+++ DATA SECTION

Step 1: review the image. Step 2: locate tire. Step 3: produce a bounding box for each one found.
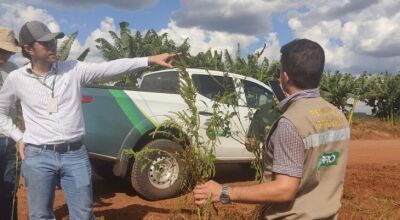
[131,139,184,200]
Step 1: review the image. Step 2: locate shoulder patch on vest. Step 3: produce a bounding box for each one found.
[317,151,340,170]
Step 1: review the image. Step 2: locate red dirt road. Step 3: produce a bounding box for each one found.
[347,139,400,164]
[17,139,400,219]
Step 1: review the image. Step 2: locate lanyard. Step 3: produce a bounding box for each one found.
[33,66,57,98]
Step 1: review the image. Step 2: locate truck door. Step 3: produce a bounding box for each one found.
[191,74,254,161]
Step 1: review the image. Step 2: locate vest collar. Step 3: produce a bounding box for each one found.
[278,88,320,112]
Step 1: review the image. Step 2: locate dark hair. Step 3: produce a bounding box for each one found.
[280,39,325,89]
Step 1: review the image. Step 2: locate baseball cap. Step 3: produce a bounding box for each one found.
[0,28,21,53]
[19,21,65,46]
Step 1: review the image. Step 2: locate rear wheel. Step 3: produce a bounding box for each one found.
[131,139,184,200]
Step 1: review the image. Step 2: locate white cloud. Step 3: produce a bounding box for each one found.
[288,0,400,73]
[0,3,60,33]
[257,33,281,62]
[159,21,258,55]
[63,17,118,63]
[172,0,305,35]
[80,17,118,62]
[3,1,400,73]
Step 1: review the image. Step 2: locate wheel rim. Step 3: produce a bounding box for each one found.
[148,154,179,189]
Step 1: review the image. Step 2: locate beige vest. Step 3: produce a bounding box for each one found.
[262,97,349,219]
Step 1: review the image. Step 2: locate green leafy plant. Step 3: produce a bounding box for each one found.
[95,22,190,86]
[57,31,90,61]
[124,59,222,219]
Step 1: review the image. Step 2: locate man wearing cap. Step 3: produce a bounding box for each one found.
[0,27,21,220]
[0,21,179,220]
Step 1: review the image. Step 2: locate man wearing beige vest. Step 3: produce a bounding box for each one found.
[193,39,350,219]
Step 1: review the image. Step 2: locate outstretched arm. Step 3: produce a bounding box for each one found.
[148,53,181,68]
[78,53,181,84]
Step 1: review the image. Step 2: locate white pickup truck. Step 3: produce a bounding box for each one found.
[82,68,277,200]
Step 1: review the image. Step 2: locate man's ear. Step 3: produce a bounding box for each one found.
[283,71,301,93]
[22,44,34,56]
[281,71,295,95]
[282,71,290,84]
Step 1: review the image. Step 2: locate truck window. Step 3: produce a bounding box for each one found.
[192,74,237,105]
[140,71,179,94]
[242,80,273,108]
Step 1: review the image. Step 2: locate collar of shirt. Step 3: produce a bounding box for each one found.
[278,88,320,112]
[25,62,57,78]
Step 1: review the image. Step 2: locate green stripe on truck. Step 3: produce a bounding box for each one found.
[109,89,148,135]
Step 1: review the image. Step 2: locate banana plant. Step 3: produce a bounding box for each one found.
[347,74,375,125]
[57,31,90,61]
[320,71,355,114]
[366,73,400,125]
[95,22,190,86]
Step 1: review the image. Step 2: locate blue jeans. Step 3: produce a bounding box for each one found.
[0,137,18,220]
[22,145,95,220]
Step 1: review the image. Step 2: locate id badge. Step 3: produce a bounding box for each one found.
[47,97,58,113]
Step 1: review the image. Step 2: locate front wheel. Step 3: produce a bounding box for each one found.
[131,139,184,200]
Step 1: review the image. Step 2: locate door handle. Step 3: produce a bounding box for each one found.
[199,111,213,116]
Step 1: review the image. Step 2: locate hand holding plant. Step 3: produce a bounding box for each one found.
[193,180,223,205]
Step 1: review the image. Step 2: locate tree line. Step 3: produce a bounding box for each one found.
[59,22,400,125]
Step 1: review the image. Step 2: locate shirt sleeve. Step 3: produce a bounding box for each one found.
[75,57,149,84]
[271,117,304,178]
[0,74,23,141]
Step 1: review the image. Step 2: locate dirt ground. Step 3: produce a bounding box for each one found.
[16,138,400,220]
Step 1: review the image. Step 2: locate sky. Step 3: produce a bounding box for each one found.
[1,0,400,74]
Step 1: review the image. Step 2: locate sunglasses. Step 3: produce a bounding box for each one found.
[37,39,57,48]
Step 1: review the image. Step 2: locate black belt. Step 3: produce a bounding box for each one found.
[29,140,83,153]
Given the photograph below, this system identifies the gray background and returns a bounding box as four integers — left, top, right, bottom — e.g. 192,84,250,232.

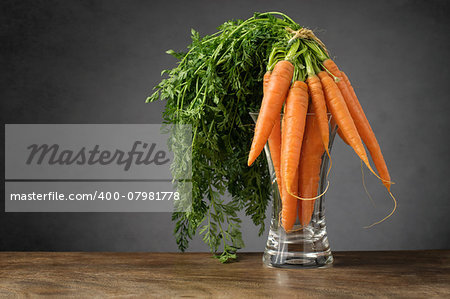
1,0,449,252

++++++

*WHAT IS EXPECTED*:
Write the entries above out again exactly, but not the pictures.

*COMPLETED TASK*:
Step 1: review the image. Step 2: locate tire. Step 3: produce a bounding box for each one found.
[131,139,184,200]
Step 1: review the image. Step 2: locate shoulder patch on vest. Step 3: produce a bounding box for each one found.
[317,151,340,170]
Step 1: review the image. Step 2: locate red dirt road. Step 3: produce a bounding box for each one found.
[347,139,400,164]
[17,139,400,219]
Step 1: review the image. Step 2: locate lanyard. Step 3: produce a bounding box for each one found.
[33,66,57,98]
Step 1: review the image. Step 2: locate truck door. Step 3: produce a bounding box for each one found.
[191,74,254,161]
Step 1: review the image. Step 2: locate vest collar. Step 3: produce a bounding box for each one found.
[278,88,320,112]
Step 1: review the image. Step 2: locate dark hair. Step 3: produce a bounding box for each one found.
[280,39,325,89]
Step 1: review the image. Step 2: locate baseball cap. Step 3: produce a bounding box for each one found.
[0,28,21,53]
[19,21,65,46]
Step 1: review the image. Step 2: locate rear wheel. Step 3: produce a bounding box for each one found.
[131,139,184,200]
Step 1: review the image. Step 2: locate white cloud. Step 3: produce a bounding box for each one found.
[288,0,400,73]
[0,3,60,33]
[257,33,281,62]
[159,21,258,55]
[63,17,118,63]
[172,0,305,35]
[80,17,118,62]
[3,1,400,73]
Step 1: review the image. Step 2: locate wheel rim. Step 3: produce a bounding box for each one found.
[148,154,179,189]
Step 1: review the image. Step 2: locate beige vest. Step 3: produce a bounding box for each one found.
[262,97,349,219]
Step 1: review the image. Step 2: locate green leafy plant. Step 3: produce a bounding box for each one found.
[95,22,190,86]
[57,31,90,61]
[124,59,222,219]
Step 1: review the image. Step 2: locate man wearing cap. Step 3: produce a bounding box for each one found.
[0,27,21,220]
[0,21,179,220]
Step 1: review the image. Step 2: locate man wearing beige vest. Step 3: produce a bounding box for each one found.
[193,39,350,219]
Step 1: review the image. Step 2: locate outstretched arm. Step 3: produce a bounding box for each one found.
[148,53,181,68]
[78,53,181,84]
Step 1: review the image. Step 2: locate white pickup truck. Step 3: produce a bounding box for each one found.
[82,68,277,200]
Step 1: review the image. Step 2: locate man's ear. Step 3: produce a bounding box for each one found.
[283,71,301,93]
[22,44,34,56]
[281,71,295,95]
[282,71,290,84]
Step 1: review the image. Step 2: locate truck window. Step 3: produce a bounding box for each one found.
[192,74,237,105]
[140,71,179,94]
[242,80,273,108]
Step 1: review the image. Step 2: locate collar of shirt. Step 3: produce a bounding box for each one found.
[278,88,320,112]
[25,62,57,78]
Step 1: review the image. Step 2: locate green stripe on truck. Step 3: produce a bounding box for each one found.
[109,89,148,135]
Step 1: review the image. Step 2: locate banana plant. Step 3: produce a bounding box for each one found.
[347,74,375,125]
[57,31,90,61]
[320,71,355,114]
[366,73,400,125]
[95,22,190,86]
Step 1: review the image. Step 2: locate blue jeans. Step 3: produce a bounding box for each one found.
[0,137,18,220]
[22,145,95,220]
Step 1: review the image. Step 2: locate id badge. Step 3: produce a bounding box for each one found.
[47,97,58,113]
Step 1: review the image. Step 2: locate front wheel. Step 3: produce a bounding box for each one found.
[131,139,184,200]
Step 1: review the image. Step 2: locate door handle. Step 3: produce a bounding box for each one found.
[199,111,213,116]
Step 1: review the image. Step 2: locate hand holding plant. Step 3: produce a bounding box for each one found.
[193,180,223,205]
Step 1: review the image. Step 2: locate tree line. Step 3: produce a bounding box for each one found.
[59,22,400,125]
Step 1: review the image. Step 2: locate shirt sleeve. Step 3: produce a bounding box for each one found.
[75,57,149,84]
[271,117,304,178]
[0,74,23,141]
Step 1: review the image. Step 2: locate dirt ground. Step 3: produce a bounding box for each one found.
[16,138,400,220]
Step 1: review the image. Step 2: locate sky. Step 3: produce a bounding box for each one found.
[1,0,400,74]
Step 1: review the image. Step 2: locate sunglasses. Step 3: produce a bounding box for each one found.
[37,39,57,48]
Step 1: review the image. Step 2: locate black belt. Step 3: produce a bounding box for each one found.
[29,140,83,153]
Given the photograph below, this system identifies the gray background and returns a bounding box as four integers — left, top, right, bottom — e.g. 192,84,250,232.

1,0,449,252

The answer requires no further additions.